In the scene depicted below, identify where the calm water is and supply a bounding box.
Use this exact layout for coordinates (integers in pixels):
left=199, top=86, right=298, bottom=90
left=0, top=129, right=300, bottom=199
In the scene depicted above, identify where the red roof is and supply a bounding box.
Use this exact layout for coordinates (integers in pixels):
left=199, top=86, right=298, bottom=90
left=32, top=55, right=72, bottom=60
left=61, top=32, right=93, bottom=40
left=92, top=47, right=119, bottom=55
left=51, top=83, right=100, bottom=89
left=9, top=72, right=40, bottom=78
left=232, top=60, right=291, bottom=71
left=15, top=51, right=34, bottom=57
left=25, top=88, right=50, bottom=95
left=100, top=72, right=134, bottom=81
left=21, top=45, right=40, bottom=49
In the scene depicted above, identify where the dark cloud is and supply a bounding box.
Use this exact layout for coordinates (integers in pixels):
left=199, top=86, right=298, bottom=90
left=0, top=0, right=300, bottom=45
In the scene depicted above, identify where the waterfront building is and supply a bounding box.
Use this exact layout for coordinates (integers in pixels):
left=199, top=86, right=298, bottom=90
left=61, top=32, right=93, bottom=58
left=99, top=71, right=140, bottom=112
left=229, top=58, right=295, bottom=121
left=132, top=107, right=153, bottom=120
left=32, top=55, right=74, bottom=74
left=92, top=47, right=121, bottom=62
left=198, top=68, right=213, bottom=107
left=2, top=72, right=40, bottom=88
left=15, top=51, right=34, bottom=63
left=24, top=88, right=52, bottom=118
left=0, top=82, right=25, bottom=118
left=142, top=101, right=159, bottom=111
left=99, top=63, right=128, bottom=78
*****
### Objective
Count the lines in the listing above that contain the string "depicted", matching case exactly, and reply with only that number.

### Written answer
4